**SELECTION:**
-------
It's also important to figure out how copyright is claimed. Right now there are lots of @wikimedia.org copyright claims, other generic ones ("Wikimedia Foundation", "Wikimedia and contributors", etc) and claims by non-WMF volunteers. I don't remember signing a CLA but that would be interesting to simplify copyright assignment, although that would be a major undertaking and the having a license would be more urgent.

Dzahn raised the priority of this task from Low to Medium.May 6 2019, 6:17 PM

The Wikimedia Engineering Architecture Principles now became an official policy. [1]

One part of it is "software we write MUST be published under a free license" which i guess raises the priority for this ticket. Changing from Low to Normal at least.

[1] https://lists.wikimedia.org/pipermail/wikitech-l/2019-May/092049.html

I hereby license all my existing contributions to the operations/puppet under the Apache 2.0 license

I hereby license all my existing contributions to the operations/puppet under the Apache 2.0 license.


Maybe we can get the patch from 2015 merged some day. The various comments on it are still valid I guess.

https://gerrit.wikimedia.org/r/c/operations/puppet/+/183862

Retroactively finding all contributors to the repository at once is a task which will be humongous and full of obstacles (think of contributions by volunteers who left etc.). And realistically too huge to make it enough of a priority to happen.

I think instead we should choose a more pragmatic way: Let's approach this from a per module level and indicate the license within the source files using SPDX headers. (https://en.wikipedia.org/wiki/Software_Package_Data_Exchange)
So once it has been clarified that

  • Apache 2.0 is out preferred license
  • All contributions by Wikimedia staff (let's say as indicated by commits using a wikimedia.org address) can be relicensed at large

Then on a per module basis we can inspect git logs /git blame (careful with renames/refactors) to find all non-staff contributors and ask for their approval. If that's the case we add the SPDX header to the respective file, e.g.

# SPDX-License-Identifier: Apache-2.0

And this can trickle into the repo over time, no need for a central flag day. There might be a few random modules which have unreachable authors (and which might be removed in a future cleanup or Puppet purge anyway), but at least they are properly separated and we provided clarity for the classes that have been vetted.

Yes. With this time period, there might be even volunteers who have passed away. This is going to be next to impossible.

I'm happy with starting on module by module and see what we can do about the complicated ones.
-------
**Named-object pointing records:**

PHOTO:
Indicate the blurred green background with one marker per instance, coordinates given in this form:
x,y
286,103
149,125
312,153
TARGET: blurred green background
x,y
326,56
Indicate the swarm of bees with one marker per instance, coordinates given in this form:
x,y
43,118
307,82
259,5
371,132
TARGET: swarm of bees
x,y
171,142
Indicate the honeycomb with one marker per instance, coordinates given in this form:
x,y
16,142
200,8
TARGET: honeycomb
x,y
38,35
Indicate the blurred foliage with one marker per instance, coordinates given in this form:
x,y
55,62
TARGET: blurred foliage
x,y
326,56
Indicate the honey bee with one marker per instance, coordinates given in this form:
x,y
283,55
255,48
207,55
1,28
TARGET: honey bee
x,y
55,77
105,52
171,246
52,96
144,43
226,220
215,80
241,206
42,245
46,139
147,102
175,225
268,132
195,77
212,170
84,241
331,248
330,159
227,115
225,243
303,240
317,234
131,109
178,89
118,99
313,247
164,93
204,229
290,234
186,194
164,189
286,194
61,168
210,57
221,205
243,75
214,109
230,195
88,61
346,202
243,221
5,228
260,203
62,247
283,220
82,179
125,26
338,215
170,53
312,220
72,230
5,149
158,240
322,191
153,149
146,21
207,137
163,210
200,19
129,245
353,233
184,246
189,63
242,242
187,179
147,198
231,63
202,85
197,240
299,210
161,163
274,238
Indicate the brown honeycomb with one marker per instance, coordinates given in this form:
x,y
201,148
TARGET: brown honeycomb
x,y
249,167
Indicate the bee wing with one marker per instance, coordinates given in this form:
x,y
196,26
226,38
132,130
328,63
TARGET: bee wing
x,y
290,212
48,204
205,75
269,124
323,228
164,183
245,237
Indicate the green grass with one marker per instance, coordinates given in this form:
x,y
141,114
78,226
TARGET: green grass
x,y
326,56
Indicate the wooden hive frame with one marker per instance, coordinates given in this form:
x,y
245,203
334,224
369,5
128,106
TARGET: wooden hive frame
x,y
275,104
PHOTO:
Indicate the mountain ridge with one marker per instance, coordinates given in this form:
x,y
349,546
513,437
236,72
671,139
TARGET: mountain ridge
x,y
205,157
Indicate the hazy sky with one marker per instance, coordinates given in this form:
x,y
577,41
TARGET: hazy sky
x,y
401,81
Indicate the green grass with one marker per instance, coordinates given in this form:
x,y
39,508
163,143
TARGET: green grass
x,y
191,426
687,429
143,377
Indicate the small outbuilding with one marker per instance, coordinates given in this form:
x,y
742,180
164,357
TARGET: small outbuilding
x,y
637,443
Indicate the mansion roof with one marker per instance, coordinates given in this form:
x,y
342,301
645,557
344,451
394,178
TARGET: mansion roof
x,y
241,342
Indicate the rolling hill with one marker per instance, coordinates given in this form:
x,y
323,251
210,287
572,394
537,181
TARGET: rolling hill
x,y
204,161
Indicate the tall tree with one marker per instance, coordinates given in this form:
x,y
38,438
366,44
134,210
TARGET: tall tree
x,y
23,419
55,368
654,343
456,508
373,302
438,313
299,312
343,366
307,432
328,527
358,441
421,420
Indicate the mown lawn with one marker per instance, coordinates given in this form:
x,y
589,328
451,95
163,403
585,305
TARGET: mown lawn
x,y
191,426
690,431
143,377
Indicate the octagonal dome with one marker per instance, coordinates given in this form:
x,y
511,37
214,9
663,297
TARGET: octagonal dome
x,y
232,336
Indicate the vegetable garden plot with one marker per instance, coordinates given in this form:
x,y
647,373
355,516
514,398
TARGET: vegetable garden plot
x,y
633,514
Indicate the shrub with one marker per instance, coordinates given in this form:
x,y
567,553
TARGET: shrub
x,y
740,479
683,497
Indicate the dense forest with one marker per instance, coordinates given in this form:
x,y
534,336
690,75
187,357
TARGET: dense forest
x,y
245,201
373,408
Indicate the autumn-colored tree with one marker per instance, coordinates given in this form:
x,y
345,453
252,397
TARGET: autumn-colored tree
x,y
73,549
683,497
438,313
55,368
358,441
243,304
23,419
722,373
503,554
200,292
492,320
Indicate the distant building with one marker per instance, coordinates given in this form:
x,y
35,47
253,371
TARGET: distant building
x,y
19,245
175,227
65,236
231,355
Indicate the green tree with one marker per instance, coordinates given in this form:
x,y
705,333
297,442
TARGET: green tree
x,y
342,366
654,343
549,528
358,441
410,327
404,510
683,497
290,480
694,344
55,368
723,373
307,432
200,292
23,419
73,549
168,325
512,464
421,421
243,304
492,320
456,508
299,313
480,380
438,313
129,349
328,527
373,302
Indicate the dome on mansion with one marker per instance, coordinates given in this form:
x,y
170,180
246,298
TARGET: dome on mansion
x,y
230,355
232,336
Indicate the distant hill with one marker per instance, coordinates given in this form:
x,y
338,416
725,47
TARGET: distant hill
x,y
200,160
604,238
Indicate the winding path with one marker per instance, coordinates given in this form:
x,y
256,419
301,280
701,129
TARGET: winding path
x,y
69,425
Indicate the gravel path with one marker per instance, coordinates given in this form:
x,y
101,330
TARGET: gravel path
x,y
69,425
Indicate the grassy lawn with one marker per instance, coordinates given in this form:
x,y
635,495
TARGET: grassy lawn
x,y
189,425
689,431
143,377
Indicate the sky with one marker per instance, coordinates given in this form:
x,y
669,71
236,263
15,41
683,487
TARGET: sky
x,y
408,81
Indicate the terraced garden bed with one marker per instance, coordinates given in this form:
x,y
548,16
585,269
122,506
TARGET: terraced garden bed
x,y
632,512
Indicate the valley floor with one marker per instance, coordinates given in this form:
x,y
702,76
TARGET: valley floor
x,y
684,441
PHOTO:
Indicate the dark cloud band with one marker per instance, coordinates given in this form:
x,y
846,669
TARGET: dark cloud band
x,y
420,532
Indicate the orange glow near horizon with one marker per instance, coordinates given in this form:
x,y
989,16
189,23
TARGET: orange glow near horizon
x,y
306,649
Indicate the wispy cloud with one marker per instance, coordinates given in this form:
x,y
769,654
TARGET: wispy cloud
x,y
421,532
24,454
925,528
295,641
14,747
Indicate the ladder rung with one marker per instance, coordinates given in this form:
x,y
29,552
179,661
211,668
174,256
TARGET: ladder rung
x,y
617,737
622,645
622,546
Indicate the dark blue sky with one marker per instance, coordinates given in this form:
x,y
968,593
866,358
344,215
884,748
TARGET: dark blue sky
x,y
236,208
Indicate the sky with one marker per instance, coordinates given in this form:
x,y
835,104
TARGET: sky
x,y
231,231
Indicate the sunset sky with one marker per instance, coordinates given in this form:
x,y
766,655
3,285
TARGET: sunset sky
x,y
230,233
-------
**DIRECTIONS:**
[1] In the licensing thread, rewrite the part from "https://gerrit.wikimedia.org/r/c/operations/puppet/+/183862" to "priority to happen.", swapping "humongous" for "enormous".
[2] According to the licensing thread, why should licensing be handled one module at a time with SPDX headers rather than by finding every contributor to the repository at once?

**FINAL ANSWERS:**
[1]
https://gerrit.wikimedia.org/r/c/operations/puppet/+/183862

Retroactively finding all contributors to the repository at once is a task which will be enormous and full of obstacles (think of contributions by volunteers who left etc.). And realistically too huge to make it enough of a priority to happen.

[2] Finding all contributors retroactively at once would be a huge job full of obstacles, such as volunteers who have left, and realistically too big to become a priority. Going module by module lets the headers trickle into the repo over time, with no need for a central flag day.